Repeat the records word for word, from the line with "Objective — one dot per instance of the roof" up to and including the line with "[[408, 262]]", and nothing else.

>>>

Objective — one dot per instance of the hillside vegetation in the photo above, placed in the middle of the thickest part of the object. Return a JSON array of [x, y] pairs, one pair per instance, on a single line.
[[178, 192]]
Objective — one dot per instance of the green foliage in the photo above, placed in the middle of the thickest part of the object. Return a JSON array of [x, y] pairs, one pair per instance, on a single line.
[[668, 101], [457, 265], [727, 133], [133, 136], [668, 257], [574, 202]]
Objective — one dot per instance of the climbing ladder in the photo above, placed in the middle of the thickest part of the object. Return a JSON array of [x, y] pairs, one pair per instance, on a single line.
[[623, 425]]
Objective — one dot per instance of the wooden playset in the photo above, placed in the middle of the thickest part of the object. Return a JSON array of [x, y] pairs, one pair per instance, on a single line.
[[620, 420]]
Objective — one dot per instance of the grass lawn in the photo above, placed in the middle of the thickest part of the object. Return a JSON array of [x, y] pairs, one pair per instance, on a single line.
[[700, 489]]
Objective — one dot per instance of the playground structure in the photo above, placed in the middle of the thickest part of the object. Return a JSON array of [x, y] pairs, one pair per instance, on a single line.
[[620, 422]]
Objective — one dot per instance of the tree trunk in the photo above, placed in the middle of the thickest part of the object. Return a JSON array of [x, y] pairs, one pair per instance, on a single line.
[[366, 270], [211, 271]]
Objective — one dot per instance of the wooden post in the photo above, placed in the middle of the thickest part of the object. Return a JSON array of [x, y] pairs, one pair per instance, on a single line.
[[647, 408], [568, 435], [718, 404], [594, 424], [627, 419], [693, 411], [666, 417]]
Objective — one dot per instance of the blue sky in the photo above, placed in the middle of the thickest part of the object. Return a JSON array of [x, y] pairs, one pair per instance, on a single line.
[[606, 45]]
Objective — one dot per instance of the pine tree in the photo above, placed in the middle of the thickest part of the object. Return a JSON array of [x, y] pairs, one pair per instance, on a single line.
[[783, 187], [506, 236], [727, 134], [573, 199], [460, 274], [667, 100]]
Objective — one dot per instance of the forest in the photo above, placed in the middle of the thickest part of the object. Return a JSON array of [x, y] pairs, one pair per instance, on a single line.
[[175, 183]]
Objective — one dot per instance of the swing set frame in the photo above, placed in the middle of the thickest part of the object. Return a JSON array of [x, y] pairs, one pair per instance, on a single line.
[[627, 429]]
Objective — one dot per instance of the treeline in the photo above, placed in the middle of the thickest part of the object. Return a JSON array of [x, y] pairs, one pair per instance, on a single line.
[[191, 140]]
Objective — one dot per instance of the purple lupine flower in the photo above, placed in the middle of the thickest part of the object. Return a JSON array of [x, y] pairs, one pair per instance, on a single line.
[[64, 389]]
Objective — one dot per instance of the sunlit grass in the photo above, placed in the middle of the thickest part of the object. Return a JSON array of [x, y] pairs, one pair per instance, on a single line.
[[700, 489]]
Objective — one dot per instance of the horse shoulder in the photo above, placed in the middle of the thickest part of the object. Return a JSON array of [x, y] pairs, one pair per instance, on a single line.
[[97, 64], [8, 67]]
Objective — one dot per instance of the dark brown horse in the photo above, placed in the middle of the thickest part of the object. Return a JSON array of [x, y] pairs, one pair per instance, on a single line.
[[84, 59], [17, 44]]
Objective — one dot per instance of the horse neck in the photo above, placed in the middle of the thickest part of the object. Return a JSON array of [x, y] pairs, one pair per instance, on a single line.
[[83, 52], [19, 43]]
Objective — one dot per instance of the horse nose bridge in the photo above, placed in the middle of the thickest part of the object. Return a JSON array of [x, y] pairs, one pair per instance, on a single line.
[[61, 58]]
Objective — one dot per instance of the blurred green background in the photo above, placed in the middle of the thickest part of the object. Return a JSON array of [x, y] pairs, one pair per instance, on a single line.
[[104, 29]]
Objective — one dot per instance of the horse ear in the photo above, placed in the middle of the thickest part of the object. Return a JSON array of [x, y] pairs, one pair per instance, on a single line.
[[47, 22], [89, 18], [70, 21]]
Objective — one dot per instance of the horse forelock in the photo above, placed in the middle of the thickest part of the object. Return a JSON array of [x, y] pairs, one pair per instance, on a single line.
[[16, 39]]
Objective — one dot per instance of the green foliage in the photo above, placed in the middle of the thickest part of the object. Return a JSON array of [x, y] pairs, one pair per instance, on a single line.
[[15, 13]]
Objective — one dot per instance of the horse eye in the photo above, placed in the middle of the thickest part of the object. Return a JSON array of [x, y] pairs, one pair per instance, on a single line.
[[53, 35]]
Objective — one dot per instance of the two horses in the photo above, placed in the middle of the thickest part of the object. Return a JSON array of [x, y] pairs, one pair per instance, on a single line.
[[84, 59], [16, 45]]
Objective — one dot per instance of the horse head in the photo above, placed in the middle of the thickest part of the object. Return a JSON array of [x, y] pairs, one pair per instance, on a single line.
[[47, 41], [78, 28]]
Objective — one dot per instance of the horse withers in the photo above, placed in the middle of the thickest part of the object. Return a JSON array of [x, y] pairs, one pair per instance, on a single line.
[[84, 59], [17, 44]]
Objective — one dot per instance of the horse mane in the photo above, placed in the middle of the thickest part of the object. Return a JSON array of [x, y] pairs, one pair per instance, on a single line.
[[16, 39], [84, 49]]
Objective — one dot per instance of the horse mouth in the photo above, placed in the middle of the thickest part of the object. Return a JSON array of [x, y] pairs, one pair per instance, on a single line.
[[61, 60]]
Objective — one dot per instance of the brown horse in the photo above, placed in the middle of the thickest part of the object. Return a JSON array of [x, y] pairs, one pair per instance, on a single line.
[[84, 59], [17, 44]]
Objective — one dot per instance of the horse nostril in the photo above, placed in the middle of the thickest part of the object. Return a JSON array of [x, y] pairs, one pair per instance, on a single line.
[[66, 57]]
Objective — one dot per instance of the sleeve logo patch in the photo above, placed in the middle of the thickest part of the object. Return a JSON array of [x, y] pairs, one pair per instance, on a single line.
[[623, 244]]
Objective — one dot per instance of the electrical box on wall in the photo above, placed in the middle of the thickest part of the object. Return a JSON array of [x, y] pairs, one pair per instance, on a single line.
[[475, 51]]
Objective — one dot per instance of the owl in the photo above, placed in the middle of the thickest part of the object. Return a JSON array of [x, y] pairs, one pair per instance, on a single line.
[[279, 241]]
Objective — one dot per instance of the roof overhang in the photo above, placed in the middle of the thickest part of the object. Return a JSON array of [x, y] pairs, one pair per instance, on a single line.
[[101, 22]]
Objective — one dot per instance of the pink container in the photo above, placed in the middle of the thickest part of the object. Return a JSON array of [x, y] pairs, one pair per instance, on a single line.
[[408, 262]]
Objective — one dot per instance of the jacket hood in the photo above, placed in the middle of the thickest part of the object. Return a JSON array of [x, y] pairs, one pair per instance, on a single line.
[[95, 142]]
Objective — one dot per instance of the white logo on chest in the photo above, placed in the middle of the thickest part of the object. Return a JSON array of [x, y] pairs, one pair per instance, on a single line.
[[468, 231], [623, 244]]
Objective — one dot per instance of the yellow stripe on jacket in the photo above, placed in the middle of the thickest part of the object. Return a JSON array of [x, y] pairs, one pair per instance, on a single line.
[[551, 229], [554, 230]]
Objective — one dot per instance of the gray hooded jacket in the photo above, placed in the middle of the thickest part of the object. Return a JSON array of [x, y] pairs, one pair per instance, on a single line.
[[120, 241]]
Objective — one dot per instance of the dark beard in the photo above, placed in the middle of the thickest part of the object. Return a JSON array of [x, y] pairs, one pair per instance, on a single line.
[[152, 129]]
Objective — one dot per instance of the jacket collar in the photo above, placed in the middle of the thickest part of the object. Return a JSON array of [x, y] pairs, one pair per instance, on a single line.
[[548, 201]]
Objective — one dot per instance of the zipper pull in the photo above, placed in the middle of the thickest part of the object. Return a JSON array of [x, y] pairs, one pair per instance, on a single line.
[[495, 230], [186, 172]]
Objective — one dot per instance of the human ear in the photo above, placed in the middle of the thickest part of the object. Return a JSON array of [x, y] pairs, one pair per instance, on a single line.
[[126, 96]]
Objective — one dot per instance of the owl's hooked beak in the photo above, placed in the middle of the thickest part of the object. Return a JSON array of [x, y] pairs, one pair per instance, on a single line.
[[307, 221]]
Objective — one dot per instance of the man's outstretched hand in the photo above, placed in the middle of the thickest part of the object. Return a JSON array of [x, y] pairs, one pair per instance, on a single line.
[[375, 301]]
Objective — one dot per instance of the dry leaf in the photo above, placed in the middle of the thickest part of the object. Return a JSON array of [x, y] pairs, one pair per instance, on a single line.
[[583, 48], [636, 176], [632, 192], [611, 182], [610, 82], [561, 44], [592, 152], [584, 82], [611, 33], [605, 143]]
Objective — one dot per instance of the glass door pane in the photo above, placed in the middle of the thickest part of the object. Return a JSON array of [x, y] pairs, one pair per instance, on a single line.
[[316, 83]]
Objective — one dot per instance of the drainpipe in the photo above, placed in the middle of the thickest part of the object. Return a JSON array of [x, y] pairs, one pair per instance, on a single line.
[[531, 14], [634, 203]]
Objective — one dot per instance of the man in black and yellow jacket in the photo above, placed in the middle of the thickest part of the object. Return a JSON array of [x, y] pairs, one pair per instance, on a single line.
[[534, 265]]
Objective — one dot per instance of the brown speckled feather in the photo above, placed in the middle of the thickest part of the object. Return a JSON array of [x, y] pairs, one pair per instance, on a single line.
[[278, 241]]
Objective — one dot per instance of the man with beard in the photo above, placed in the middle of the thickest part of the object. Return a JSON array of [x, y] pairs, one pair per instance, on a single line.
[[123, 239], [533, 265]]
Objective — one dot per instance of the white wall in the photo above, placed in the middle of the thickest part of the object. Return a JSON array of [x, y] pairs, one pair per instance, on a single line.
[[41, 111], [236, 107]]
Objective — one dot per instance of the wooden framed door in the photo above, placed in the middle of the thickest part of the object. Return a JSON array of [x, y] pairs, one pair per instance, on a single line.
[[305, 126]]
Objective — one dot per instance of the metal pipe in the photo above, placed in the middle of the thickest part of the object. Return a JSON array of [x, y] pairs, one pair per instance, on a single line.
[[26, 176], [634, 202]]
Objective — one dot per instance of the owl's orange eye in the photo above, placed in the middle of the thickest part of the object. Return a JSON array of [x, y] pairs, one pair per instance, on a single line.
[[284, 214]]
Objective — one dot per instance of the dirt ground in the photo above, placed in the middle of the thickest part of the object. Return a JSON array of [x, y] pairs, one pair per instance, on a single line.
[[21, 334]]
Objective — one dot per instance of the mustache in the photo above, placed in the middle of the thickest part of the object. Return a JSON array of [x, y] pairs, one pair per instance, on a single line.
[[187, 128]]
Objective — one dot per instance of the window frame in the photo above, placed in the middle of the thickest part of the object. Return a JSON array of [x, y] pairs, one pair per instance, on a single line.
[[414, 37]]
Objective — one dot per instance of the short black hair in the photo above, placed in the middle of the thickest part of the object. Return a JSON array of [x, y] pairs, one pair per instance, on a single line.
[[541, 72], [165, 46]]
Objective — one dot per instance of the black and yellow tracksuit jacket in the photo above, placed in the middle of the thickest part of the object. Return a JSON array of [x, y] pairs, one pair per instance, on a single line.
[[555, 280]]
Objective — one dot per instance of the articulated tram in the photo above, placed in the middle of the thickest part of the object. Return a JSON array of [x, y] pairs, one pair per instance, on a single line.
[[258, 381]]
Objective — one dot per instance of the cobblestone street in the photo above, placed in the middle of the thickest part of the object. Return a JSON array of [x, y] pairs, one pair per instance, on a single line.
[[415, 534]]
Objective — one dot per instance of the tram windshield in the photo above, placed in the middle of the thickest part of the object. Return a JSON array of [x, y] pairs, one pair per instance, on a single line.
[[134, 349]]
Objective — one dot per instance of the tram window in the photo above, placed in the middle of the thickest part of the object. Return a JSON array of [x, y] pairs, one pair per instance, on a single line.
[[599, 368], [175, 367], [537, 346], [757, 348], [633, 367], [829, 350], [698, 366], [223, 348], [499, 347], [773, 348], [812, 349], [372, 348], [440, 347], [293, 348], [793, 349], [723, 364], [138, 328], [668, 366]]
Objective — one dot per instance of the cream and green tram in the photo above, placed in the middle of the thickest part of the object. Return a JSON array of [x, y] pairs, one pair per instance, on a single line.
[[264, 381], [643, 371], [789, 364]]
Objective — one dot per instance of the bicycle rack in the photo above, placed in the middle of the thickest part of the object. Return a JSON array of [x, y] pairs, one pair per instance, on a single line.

<<<

ANSWER FOR THE TASK ::
Objective — one dot per instance of the roof overhang in the photo above, placed in the middle of the thickest part of the object. Return a JSON array of [x, y] pairs, one pair per instance, on a single line.
[[101, 22]]
Objective — one dot per instance of the pink container in the photo above, placed in the middle of the thickest part of the object. Return a JSON array of [x, y] pairs, one pair per instance, on a single line.
[[408, 262]]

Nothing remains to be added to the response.